Excerpt provided:
Historically, the Internet has been difficult to monitor and manage due to its heterogeneity, geographic size, and distributed administration. In addition, the Internet protocol was purposely designed with lowest common denominator requirements from each network, including minimal protocol functions, to facilitate performance measurements. For example, IP does not include any timestamps to measure packet delays or packet sequence numbers to detect packet loss. As another example, the widely used traceroute utility is not instrumented within IP but exploits the Internet control message protocol (ICMP) “time exceeded” message in an unintended way. Considering the unbounded success of the Internet, it might be natural to expect these shortcomings have been resolved by now, but actually the means for measurements are still quite limited. Most organizations have been more occupied with deploying and maintaining their networks than developing advanced mechanisms for performance monitoring. Also, the Internet is not an ordinary network; it is actually a vast collection of interconnected networks that are owned and operated by separate, competitive organizations. Consequently, most networks do not fully cooperate with externally initiated measurements of performance. The ICMP and IP header options, which would be useful for certain types of measurements, are not universally supported.
While the limited observability has been adequate for best-effort data service, the Internet is evolving toward a more advanced services architecture, such as integrated and differentiated services, with higher expectations on network performance and quality of service (QOS). Improved observability of the network is a prerequisite to verifying and optimizing network performance for demanding applications. Also, better means for monitoring are needed to overcome the increasing complexity of the Internet caused by its tremendous growth in size, traffic diversity, transmission speeds, and traffic volume.

Information provided:
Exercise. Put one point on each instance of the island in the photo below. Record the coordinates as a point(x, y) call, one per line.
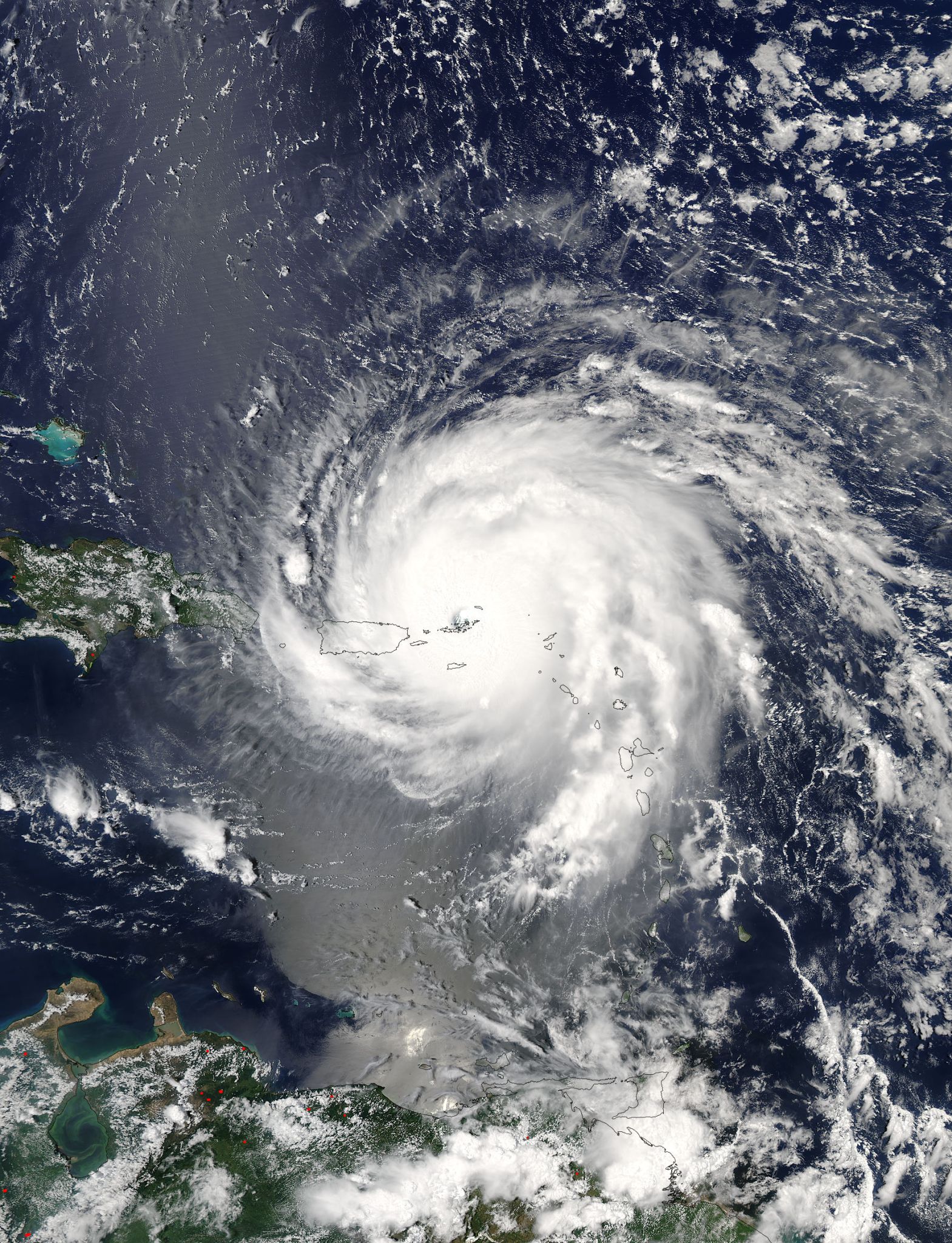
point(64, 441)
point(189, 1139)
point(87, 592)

Directions:
[1] Name the aspects of the Internet's growth that the passage on Internet monitoring says have increased its complexity.
[2] Please write out the passage on Internet monitoring from "While the limited" to "and traffic volume.".

Results for each task:
[1]
- Size
- Traffic diversity
- Transmission speeds
- Traffic volume

[2]
While the limited observability has been adequate for best-effort data service, the Internet is evolving toward a more advanced services architecture, such as integrated and differentiated services, with higher expectations on network performance and quality of service (QOS). Improved observability of the network is a prerequisite to verifying and optimizing network performance for demanding applications. Also, better means for monitoring are needed to overcome the increasing complexity of the Internet caused by its tremendous growth in size, traffic diversity, transmission speeds, and traffic volume.